Could you put the lines below into a Markdown table with a "Row" column holding the row number and a "Line" column holding the line, skipping blank lines and leaving out the pictures?

* Begin *

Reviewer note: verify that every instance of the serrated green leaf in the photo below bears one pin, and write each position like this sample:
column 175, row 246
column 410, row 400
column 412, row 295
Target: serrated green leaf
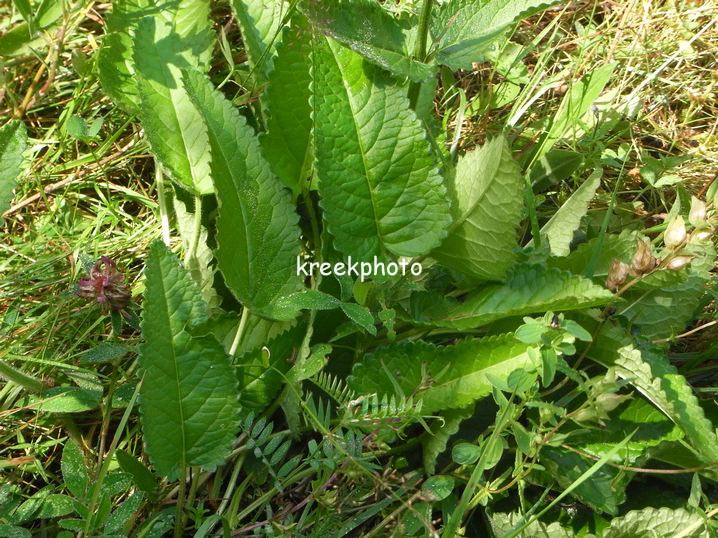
column 172, row 124
column 658, row 522
column 260, row 24
column 487, row 207
column 659, row 382
column 435, row 444
column 438, row 487
column 257, row 231
column 288, row 142
column 380, row 189
column 456, row 375
column 368, row 29
column 189, row 395
column 116, row 67
column 12, row 531
column 13, row 141
column 651, row 427
column 664, row 303
column 605, row 249
column 74, row 471
column 529, row 290
column 563, row 224
column 467, row 28
column 262, row 372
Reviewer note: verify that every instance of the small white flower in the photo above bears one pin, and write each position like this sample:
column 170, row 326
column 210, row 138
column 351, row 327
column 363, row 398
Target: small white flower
column 675, row 234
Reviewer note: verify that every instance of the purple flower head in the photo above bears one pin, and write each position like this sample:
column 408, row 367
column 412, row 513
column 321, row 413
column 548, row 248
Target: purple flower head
column 106, row 285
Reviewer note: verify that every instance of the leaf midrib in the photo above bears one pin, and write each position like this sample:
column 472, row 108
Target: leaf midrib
column 361, row 148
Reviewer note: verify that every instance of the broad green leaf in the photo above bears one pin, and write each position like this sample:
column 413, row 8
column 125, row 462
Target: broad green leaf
column 12, row 531
column 189, row 19
column 659, row 382
column 554, row 167
column 380, row 189
column 172, row 124
column 659, row 522
column 563, row 224
column 466, row 29
column 605, row 249
column 529, row 290
column 435, row 444
column 55, row 505
column 257, row 231
column 13, row 141
column 663, row 304
column 487, row 206
column 189, row 405
column 260, row 24
column 575, row 104
column 367, row 28
column 66, row 400
column 74, row 470
column 651, row 427
column 448, row 377
column 288, row 142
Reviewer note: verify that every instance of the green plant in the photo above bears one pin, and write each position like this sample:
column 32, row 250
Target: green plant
column 523, row 348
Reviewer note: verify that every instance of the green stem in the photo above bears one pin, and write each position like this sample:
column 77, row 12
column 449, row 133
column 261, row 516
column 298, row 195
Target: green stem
column 422, row 39
column 161, row 198
column 179, row 514
column 196, row 231
column 240, row 331
column 29, row 383
column 458, row 515
column 533, row 217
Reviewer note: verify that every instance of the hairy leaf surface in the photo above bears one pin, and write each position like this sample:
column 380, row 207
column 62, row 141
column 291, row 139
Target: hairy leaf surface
column 381, row 190
column 563, row 224
column 288, row 142
column 467, row 28
column 436, row 443
column 13, row 140
column 487, row 201
column 189, row 395
column 172, row 124
column 260, row 24
column 660, row 383
column 257, row 231
column 367, row 28
column 529, row 290
column 448, row 377
column 657, row 522
column 189, row 19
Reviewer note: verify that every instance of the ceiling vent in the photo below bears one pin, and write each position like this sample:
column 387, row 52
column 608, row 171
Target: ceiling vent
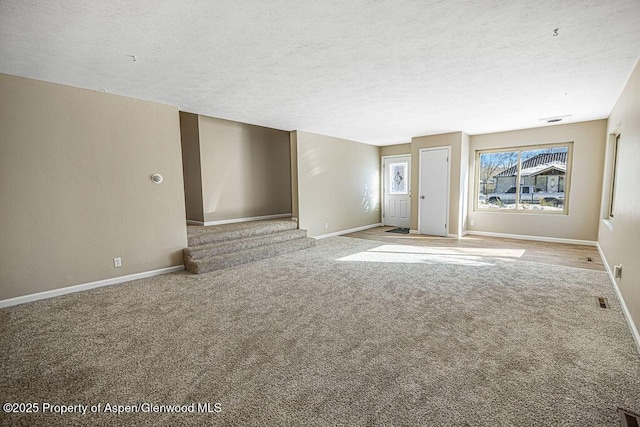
column 555, row 118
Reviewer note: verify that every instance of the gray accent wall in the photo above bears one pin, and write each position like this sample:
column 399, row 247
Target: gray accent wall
column 244, row 170
column 338, row 183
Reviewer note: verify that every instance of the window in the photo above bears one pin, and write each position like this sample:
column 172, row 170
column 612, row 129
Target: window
column 614, row 175
column 524, row 179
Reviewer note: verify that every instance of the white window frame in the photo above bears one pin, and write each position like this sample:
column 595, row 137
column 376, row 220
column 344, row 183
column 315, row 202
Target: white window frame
column 517, row 210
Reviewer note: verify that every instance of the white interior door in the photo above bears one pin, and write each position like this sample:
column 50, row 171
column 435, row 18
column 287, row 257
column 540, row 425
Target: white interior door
column 433, row 208
column 396, row 202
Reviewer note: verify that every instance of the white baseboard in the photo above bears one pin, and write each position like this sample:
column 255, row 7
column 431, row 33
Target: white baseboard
column 535, row 238
column 625, row 310
column 351, row 230
column 233, row 221
column 86, row 286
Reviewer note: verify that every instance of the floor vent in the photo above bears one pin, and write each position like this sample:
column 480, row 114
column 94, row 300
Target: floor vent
column 628, row 419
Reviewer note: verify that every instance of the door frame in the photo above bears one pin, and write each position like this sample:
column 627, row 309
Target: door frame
column 383, row 182
column 420, row 151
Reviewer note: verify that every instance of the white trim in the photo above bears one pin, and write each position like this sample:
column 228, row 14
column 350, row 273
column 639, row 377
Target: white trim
column 86, row 286
column 535, row 238
column 609, row 223
column 625, row 310
column 233, row 221
column 420, row 151
column 384, row 184
column 351, row 230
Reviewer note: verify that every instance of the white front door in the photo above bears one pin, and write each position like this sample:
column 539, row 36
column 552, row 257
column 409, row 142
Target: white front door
column 433, row 208
column 396, row 204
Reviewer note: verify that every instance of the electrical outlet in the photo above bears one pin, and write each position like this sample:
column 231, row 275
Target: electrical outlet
column 617, row 271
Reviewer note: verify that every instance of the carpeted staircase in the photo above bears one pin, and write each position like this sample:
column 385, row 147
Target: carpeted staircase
column 222, row 246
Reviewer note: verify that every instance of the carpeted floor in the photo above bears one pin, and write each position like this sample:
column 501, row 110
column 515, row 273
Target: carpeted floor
column 326, row 337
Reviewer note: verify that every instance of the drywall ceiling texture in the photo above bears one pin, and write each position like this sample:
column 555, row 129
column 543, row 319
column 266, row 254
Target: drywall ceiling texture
column 378, row 72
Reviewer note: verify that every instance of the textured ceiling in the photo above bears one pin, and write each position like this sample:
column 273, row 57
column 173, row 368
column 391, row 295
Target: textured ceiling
column 375, row 71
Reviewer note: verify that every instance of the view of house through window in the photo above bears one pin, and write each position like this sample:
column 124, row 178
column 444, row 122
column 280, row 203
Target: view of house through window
column 529, row 179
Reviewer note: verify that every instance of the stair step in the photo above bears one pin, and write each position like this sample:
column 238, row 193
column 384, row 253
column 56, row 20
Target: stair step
column 198, row 235
column 218, row 262
column 219, row 248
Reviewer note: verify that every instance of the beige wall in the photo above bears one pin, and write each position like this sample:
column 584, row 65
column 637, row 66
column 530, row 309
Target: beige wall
column 395, row 150
column 246, row 170
column 75, row 186
column 463, row 207
column 293, row 144
column 190, row 138
column 620, row 240
column 338, row 184
column 585, row 185
column 454, row 140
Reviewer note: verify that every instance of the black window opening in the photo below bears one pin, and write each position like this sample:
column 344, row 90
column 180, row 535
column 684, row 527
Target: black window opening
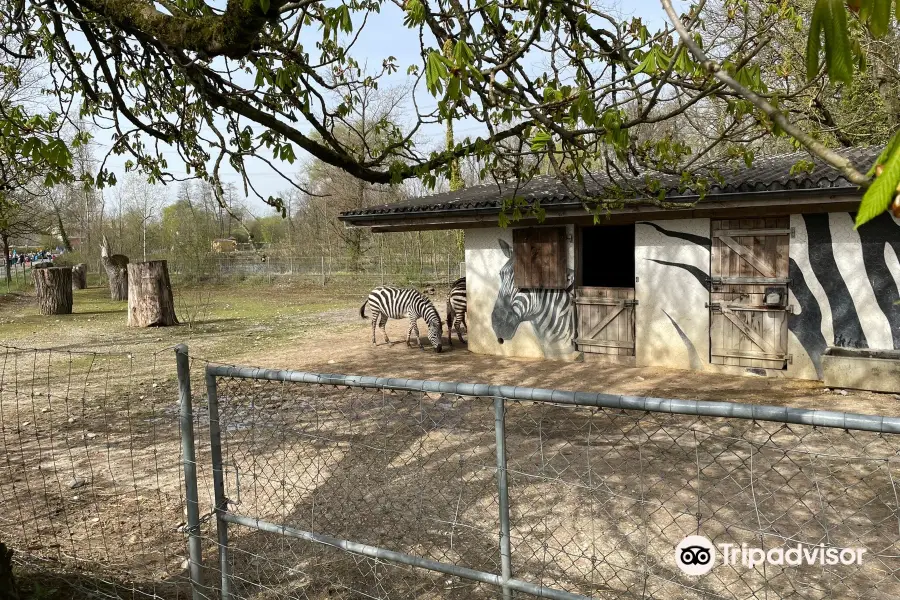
column 607, row 256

* End *

EXERCISE SOLUTION:
| Row | Line |
|---|---|
| 1 | Reviewer note: verify that every instance of the serrated green leaf in the photo below bears one pin, and write each position like this sample: |
| 2 | column 175, row 246 |
| 3 | column 410, row 400 |
| 4 | column 412, row 295 |
| 5 | Target: serrated green leaf |
| 6 | column 172, row 124 |
| 7 | column 658, row 522 |
| 8 | column 260, row 24 |
| 9 | column 487, row 207 |
| 10 | column 659, row 382 |
| 11 | column 435, row 444 |
| 12 | column 438, row 487 |
| 13 | column 257, row 231 |
| 14 | column 288, row 142 |
| 15 | column 380, row 189 |
| 16 | column 456, row 375 |
| 17 | column 368, row 29 |
| 18 | column 189, row 395 |
| 19 | column 116, row 67 |
| 20 | column 12, row 531 |
| 21 | column 13, row 141 |
| 22 | column 651, row 427 |
| 23 | column 664, row 303 |
| 24 | column 605, row 249 |
| 25 | column 74, row 471 |
| 26 | column 529, row 290 |
| 27 | column 563, row 224 |
| 28 | column 467, row 28 |
| 29 | column 262, row 372 |
| 30 | Reviewer note: verify that every instance of the small white flower in the photo above bears one pin, and write each position like this sample: |
| 31 | column 170, row 326 |
| 32 | column 210, row 138 |
| 33 | column 351, row 327 |
| 34 | column 363, row 398 |
| 35 | Target: small white flower |
| 36 | column 675, row 234 |
| 37 | Reviewer note: verify that every instance of the purple flower head in the photo above bears one pin, and write each position like this sample: |
| 38 | column 408, row 367 |
| 39 | column 412, row 513 |
| 40 | column 321, row 413 |
| 41 | column 548, row 248 |
| 42 | Target: purple flower head |
| 43 | column 106, row 285 |
| 44 | Reviewer note: verify that every instance of the leaf midrib in the photo above bears one pin, and write each position like this sample: |
| 45 | column 472, row 108 |
| 46 | Target: leaf midrib |
| 47 | column 361, row 148 |
| 48 | Reviewer note: verify that every instance of the broad green leaf in the photo above bears one pin, and write each position like this sample: |
| 49 | column 413, row 8 |
| 50 | column 125, row 462 |
| 51 | Target: broad green leaf |
| 52 | column 12, row 531 |
| 53 | column 189, row 19 |
| 54 | column 659, row 382 |
| 55 | column 554, row 167 |
| 56 | column 380, row 189 |
| 57 | column 172, row 124 |
| 58 | column 659, row 522 |
| 59 | column 563, row 224 |
| 60 | column 466, row 29 |
| 61 | column 605, row 249 |
| 62 | column 529, row 290 |
| 63 | column 435, row 444 |
| 64 | column 55, row 505 |
| 65 | column 257, row 231 |
| 66 | column 13, row 141 |
| 67 | column 663, row 304 |
| 68 | column 487, row 206 |
| 69 | column 189, row 405 |
| 70 | column 260, row 24 |
| 71 | column 575, row 104 |
| 72 | column 367, row 28 |
| 73 | column 66, row 400 |
| 74 | column 74, row 470 |
| 75 | column 651, row 427 |
| 76 | column 448, row 377 |
| 77 | column 288, row 142 |
| 78 | Reviewer note: verify that every instance of the green plant in the photo above bears one pin, and write each position like this sample: |
| 79 | column 32, row 250 |
| 80 | Target: green plant |
| 81 | column 523, row 348 |
| 82 | Reviewer note: verify that every instance of the green stem in the photo above bears one pin, and write each position like this sample: |
| 83 | column 77, row 12 |
| 84 | column 449, row 133 |
| 85 | column 261, row 516 |
| 86 | column 298, row 195 |
| 87 | Target: green stem |
| 88 | column 422, row 39 |
| 89 | column 161, row 198 |
| 90 | column 179, row 514 |
| 91 | column 196, row 231 |
| 92 | column 240, row 331 |
| 93 | column 29, row 383 |
| 94 | column 458, row 515 |
| 95 | column 533, row 217 |
| 96 | Reviewer note: verify that every instance of the hairy leaf surface in the photo above bears one pin, and write each position like this sample: |
| 97 | column 380, row 207 |
| 98 | column 62, row 141 |
| 99 | column 291, row 139 |
| 100 | Target: hairy leaf surface |
| 101 | column 381, row 190 |
| 102 | column 563, row 224 |
| 103 | column 288, row 142 |
| 104 | column 467, row 28 |
| 105 | column 436, row 443 |
| 106 | column 13, row 140 |
| 107 | column 487, row 201 |
| 108 | column 189, row 395 |
| 109 | column 172, row 124 |
| 110 | column 260, row 24 |
| 111 | column 660, row 383 |
| 112 | column 257, row 231 |
| 113 | column 367, row 28 |
| 114 | column 529, row 290 |
| 115 | column 448, row 377 |
| 116 | column 657, row 522 |
| 117 | column 189, row 19 |
| 118 | Reviewer note: verify that every instance of the ceiling vent in the photo below bears one pin, and write each position like this sample: |
| 119 | column 387, row 52 |
| 120 | column 608, row 171 |
| 121 | Target: ceiling vent |
| 122 | column 555, row 118 |
| 123 | Reviewer note: verify that every instance of the gray accent wall in the photo above bears one pin, and write each position like this sample: |
| 124 | column 399, row 247 |
| 125 | Target: gray accent wall |
| 126 | column 244, row 170 |
| 127 | column 338, row 183 |
| 128 | Reviewer note: verify that every instance of the window in the photo above bears one pin, and write each position like this sample: |
| 129 | column 172, row 170 |
| 130 | column 612, row 129 |
| 131 | Target: window |
| 132 | column 614, row 175 |
| 133 | column 524, row 179 |
| 134 | Reviewer note: verify that every instance of the white window frame in the photo above bears one pin, and write each position like this sample: |
| 135 | column 595, row 137 |
| 136 | column 376, row 220 |
| 137 | column 344, row 183 |
| 138 | column 315, row 202 |
| 139 | Target: white window frame |
| 140 | column 517, row 210 |
| 141 | Reviewer note: verify that every instance of the white interior door in the photo above bears one pin, and write each position like this sample: |
| 142 | column 50, row 171 |
| 143 | column 435, row 18 |
| 144 | column 287, row 257 |
| 145 | column 540, row 425 |
| 146 | Target: white interior door |
| 147 | column 433, row 208 |
| 148 | column 396, row 202 |
| 149 | Reviewer note: verify that every instance of the white baseboard in the photo above bears one pin, and write each position like this sample: |
| 150 | column 255, row 7 |
| 151 | column 431, row 33 |
| 152 | Target: white baseboard |
| 153 | column 535, row 238 |
| 154 | column 625, row 310 |
| 155 | column 351, row 230 |
| 156 | column 233, row 221 |
| 157 | column 86, row 286 |
| 158 | Reviewer note: verify that every instance of the floor vent in the photo above bears one pin, and write each position like this sample: |
| 159 | column 480, row 114 |
| 160 | column 94, row 300 |
| 161 | Target: floor vent |
| 162 | column 628, row 419 |
| 163 | Reviewer note: verify that every instance of the door frame in the photo above bears one pin, and write each position like this sample: |
| 164 | column 627, row 309 |
| 165 | Target: door frame |
| 166 | column 383, row 182 |
| 167 | column 420, row 151 |
| 168 | Reviewer note: verify that every instance of the white trim in the photo above bears one pin, and write each position like this sample: |
| 169 | column 228, row 14 |
| 170 | column 350, row 273 |
| 171 | column 639, row 377 |
| 172 | Target: white trim |
| 173 | column 86, row 286 |
| 174 | column 535, row 238 |
| 175 | column 609, row 223 |
| 176 | column 625, row 310 |
| 177 | column 233, row 221 |
| 178 | column 420, row 151 |
| 179 | column 384, row 184 |
| 180 | column 351, row 230 |
| 181 | Reviewer note: verify that every instance of the white front door in the photo above bears one pin, and write each position like this sample: |
| 182 | column 539, row 36 |
| 183 | column 552, row 257 |
| 184 | column 409, row 142 |
| 185 | Target: white front door |
| 186 | column 433, row 208 |
| 187 | column 396, row 204 |
| 188 | Reviewer note: verify that every instance of the electrical outlet in the photo above bears one pin, and write each position like this sample: |
| 189 | column 231, row 275 |
| 190 | Target: electrical outlet |
| 191 | column 617, row 271 |
| 192 | Reviewer note: verify that every instance of the carpeted staircase in the photo above bears one pin, and write each position like this sample: |
| 193 | column 385, row 147 |
| 194 | Target: carpeted staircase |
| 195 | column 222, row 246 |
| 196 | Reviewer note: verify that every instance of the carpeted floor in the photo above bears one pin, and write each position like this sample: |
| 197 | column 501, row 110 |
| 198 | column 515, row 273 |
| 199 | Target: carpeted floor |
| 200 | column 326, row 337 |
| 201 | Reviewer note: verify that every instance of the drywall ceiling texture in the photo above bears one pin, and write each position like this sample: |
| 202 | column 555, row 129 |
| 203 | column 543, row 319 |
| 204 | column 266, row 254 |
| 205 | Target: drywall ceiling texture |
| 206 | column 378, row 72 |
| 207 | Reviewer note: verify that every instance of the textured ceiling in the photo above bears one pin, and write each position like this sample: |
| 208 | column 273, row 57 |
| 209 | column 173, row 368 |
| 210 | column 391, row 295 |
| 211 | Target: textured ceiling |
| 212 | column 375, row 71 |
| 213 | Reviewer note: verify that every instance of the view of house through window in the photo above bears one pin, and write each position like this sample: |
| 214 | column 124, row 178 |
| 215 | column 444, row 122 |
| 216 | column 280, row 203 |
| 217 | Target: view of house through window |
| 218 | column 529, row 179 |
| 219 | Reviewer note: verify that every instance of the stair step in the photo above bears one pin, and write each position like this sample: |
| 220 | column 238, row 193 |
| 221 | column 384, row 253 |
| 222 | column 56, row 20 |
| 223 | Target: stair step |
| 224 | column 198, row 235 |
| 225 | column 218, row 262 |
| 226 | column 219, row 248 |
| 227 | Reviewer note: verify that every instance of the beige wall in the photo above bears one pin, and write each position like this sample: |
| 228 | column 584, row 65 |
| 229 | column 637, row 66 |
| 230 | column 530, row 309 |
| 231 | Target: beige wall |
| 232 | column 395, row 150 |
| 233 | column 246, row 170 |
| 234 | column 75, row 186 |
| 235 | column 463, row 207 |
| 236 | column 293, row 144 |
| 237 | column 190, row 138 |
| 238 | column 620, row 240 |
| 239 | column 338, row 184 |
| 240 | column 585, row 185 |
| 241 | column 454, row 140 |
| 242 | Reviewer note: verify that every instance of the black window opening in the photo below bears one pin, and write each position like this sample: |
| 243 | column 344, row 90 |
| 244 | column 180, row 535 |
| 245 | column 684, row 527 |
| 246 | Target: black window opening |
| 247 | column 607, row 256 |